* THE PROBLEM *
Your output should be the lines from the start of the data through the line containing "Where can the person", exactly and nothing more.

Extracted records

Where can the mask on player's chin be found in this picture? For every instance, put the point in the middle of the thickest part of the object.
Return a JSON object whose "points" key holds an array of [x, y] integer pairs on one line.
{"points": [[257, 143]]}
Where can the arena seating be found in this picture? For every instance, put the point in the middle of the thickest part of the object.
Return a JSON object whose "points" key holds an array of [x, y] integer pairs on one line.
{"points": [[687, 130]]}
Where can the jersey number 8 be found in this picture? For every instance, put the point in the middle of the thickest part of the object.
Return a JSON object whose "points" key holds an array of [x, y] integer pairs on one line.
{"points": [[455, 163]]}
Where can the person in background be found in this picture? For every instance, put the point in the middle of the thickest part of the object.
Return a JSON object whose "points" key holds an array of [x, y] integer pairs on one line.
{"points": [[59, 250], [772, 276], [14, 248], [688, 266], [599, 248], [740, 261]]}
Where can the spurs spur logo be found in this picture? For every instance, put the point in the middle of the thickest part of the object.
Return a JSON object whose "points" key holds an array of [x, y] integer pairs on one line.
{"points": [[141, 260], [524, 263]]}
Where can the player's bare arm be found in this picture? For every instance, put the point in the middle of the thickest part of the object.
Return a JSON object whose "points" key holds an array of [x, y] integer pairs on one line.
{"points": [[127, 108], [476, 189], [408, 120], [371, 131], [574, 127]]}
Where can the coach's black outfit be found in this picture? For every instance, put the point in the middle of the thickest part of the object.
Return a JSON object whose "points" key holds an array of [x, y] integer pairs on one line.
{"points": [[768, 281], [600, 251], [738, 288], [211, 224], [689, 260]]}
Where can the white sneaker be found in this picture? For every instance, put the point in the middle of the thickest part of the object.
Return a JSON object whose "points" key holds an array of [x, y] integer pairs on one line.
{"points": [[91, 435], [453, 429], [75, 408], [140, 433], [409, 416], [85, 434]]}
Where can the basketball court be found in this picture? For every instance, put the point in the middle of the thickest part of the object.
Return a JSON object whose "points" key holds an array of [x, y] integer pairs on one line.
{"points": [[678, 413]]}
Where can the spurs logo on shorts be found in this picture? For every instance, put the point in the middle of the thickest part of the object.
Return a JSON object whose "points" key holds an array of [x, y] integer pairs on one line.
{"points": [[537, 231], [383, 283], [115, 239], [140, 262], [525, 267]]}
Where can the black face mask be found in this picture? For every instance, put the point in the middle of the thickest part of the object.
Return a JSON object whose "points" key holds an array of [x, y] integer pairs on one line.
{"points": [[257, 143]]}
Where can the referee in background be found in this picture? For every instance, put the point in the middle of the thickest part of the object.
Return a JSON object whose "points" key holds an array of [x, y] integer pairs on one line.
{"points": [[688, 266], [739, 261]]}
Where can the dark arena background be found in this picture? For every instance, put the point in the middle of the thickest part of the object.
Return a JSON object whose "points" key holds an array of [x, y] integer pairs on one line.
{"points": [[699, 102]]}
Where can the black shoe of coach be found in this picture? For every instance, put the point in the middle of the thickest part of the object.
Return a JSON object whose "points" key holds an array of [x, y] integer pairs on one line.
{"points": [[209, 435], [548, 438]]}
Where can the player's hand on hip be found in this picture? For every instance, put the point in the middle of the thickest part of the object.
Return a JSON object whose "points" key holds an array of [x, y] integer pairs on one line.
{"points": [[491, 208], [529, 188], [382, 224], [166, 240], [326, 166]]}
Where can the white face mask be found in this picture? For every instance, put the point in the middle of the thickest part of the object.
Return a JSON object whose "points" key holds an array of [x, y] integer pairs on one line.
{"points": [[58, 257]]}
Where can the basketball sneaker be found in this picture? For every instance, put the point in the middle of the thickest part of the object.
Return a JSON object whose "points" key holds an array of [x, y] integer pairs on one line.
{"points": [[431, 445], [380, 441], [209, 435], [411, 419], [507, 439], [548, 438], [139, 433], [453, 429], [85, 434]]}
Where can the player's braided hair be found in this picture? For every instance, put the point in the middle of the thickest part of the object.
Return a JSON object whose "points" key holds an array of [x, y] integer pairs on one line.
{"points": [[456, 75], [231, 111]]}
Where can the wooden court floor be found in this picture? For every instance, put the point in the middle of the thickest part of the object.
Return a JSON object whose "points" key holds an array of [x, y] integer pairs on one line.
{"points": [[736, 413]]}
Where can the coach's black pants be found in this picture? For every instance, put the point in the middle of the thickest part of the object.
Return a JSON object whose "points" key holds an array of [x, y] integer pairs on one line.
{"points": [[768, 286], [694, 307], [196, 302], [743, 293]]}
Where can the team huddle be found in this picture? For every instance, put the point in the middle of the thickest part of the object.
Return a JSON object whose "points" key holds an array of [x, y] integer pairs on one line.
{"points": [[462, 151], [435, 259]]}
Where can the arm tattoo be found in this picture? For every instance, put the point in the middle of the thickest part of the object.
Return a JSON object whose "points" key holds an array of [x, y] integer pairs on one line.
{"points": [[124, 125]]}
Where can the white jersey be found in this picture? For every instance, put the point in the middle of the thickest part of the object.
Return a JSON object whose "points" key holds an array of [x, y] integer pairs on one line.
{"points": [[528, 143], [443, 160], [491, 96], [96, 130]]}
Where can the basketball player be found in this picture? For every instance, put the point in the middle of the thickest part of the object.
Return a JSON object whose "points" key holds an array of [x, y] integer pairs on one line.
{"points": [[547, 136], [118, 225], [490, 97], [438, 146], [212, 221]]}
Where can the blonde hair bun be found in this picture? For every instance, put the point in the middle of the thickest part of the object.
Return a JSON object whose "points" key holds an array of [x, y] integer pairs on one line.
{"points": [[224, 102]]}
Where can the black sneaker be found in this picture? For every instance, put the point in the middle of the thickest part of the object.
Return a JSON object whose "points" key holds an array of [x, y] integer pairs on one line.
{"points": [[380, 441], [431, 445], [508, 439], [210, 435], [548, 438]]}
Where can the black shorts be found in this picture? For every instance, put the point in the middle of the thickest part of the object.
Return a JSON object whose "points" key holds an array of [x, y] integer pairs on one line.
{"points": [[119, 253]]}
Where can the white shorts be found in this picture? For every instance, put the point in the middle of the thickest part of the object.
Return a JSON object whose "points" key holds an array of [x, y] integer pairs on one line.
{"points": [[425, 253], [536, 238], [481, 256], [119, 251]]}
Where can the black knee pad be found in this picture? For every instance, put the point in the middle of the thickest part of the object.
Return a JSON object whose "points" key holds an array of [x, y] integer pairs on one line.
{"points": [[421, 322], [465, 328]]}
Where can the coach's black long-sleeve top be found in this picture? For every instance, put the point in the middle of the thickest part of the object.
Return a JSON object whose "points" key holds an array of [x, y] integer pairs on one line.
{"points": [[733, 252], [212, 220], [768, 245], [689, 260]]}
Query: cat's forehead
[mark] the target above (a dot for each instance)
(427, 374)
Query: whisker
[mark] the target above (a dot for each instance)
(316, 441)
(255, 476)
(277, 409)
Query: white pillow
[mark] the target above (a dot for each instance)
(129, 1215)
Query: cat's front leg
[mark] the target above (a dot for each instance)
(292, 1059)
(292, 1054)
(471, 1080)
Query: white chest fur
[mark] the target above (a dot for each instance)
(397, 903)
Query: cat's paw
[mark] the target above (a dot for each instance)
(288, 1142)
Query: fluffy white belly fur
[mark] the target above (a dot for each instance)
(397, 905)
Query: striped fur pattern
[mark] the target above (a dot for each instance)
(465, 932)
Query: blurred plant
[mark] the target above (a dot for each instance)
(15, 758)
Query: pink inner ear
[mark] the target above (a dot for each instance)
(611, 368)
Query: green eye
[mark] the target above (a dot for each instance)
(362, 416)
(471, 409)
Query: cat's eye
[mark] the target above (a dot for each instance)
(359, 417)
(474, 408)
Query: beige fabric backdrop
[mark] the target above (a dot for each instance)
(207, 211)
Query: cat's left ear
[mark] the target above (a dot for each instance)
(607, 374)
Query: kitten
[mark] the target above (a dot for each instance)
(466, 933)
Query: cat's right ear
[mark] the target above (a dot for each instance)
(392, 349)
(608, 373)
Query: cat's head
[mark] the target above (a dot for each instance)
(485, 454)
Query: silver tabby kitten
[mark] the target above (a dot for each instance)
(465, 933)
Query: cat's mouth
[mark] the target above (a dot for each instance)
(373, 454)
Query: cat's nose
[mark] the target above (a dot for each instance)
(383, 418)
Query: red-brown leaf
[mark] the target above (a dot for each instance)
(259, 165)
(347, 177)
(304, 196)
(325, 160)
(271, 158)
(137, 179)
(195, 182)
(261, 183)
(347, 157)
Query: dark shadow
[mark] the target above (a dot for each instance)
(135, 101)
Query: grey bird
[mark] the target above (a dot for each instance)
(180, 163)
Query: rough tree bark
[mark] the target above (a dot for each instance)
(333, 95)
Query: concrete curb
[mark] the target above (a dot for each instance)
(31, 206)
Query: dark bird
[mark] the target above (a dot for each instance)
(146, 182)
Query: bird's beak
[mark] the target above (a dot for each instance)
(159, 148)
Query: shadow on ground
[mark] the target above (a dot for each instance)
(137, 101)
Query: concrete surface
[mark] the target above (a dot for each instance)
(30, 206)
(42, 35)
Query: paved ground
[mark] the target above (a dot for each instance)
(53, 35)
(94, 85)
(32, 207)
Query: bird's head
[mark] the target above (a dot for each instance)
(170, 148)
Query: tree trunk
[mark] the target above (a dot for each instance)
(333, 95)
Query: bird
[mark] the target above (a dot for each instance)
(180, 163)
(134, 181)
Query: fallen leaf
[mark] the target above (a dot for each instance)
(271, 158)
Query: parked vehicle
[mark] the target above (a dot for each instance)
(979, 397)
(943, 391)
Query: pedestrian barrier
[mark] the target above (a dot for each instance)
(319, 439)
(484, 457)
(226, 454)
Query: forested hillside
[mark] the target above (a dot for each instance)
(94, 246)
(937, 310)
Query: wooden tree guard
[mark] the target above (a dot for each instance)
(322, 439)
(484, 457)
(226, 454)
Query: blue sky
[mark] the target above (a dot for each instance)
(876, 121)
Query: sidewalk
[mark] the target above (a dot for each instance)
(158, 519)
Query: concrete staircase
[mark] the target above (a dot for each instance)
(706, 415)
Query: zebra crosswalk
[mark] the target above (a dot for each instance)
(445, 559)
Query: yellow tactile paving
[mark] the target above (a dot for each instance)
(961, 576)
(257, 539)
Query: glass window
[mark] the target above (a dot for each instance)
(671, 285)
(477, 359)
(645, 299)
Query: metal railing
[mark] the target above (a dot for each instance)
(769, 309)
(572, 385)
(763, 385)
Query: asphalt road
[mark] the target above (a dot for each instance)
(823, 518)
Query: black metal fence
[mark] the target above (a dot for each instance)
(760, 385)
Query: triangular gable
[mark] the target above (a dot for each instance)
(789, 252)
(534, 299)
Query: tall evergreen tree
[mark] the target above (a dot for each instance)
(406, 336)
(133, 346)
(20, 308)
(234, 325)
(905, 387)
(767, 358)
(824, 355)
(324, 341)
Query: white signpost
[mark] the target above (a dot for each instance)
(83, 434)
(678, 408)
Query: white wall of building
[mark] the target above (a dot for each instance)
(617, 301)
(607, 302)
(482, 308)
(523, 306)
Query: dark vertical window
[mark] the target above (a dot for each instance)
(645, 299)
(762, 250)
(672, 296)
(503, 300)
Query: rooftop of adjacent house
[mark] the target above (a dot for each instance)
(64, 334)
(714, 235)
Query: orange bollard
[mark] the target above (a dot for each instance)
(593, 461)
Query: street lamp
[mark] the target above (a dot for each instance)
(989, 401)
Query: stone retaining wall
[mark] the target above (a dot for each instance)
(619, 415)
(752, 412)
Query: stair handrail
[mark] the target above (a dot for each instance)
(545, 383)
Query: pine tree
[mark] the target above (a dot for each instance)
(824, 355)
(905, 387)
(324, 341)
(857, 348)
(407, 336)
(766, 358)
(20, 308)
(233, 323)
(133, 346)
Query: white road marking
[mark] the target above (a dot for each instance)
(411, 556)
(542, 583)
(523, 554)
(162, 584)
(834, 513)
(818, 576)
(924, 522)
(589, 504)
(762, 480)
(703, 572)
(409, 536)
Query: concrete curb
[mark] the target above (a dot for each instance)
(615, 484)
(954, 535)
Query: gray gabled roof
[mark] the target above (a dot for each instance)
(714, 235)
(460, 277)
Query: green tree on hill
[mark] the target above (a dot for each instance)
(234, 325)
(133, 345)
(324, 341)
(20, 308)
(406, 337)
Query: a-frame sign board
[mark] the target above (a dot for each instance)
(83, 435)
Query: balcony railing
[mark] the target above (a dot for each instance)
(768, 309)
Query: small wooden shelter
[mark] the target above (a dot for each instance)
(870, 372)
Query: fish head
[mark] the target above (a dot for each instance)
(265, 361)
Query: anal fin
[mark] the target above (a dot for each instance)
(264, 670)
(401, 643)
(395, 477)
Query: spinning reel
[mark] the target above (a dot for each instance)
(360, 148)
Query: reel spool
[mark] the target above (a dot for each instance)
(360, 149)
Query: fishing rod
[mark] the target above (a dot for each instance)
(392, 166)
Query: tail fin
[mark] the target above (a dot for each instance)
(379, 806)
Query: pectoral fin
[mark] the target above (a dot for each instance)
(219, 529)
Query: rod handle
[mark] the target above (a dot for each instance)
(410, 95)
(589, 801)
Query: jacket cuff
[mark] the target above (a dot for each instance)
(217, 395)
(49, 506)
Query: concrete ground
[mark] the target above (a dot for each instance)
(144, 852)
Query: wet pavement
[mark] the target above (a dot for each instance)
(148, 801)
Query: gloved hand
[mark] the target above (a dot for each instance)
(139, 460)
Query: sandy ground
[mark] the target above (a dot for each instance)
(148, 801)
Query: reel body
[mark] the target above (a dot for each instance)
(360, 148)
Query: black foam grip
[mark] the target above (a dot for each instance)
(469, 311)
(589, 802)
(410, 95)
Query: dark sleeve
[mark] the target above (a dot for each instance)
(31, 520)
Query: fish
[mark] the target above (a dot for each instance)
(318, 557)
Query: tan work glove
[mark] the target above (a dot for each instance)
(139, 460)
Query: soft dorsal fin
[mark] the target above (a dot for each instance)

* ANSWER SPACE *
Where can the mask on player's chin be found in this picture? For every instance, put the point in the middle of the thickest part of the object.
Return a JSON object whose "points" key holds an array of [x, y] integer pairs on one line.
{"points": [[257, 143]]}
Where can the arena seating be found in this picture? For every instance, put the point in the middle of the thickest part of the object.
Return a JSON object whose "points" key holds an array of [x, y] integer pairs on one line.
{"points": [[687, 130]]}
Where can the jersey number 8 be found in this picture? For every instance, put the point in the middle of the thickest part of the object.
Return a JSON object whose "points" key holds an array of [x, y] integer pairs on one line.
{"points": [[455, 163]]}
Where can the person in background be found in this picture? For every instance, put the point in the middle of the thickest part of the object.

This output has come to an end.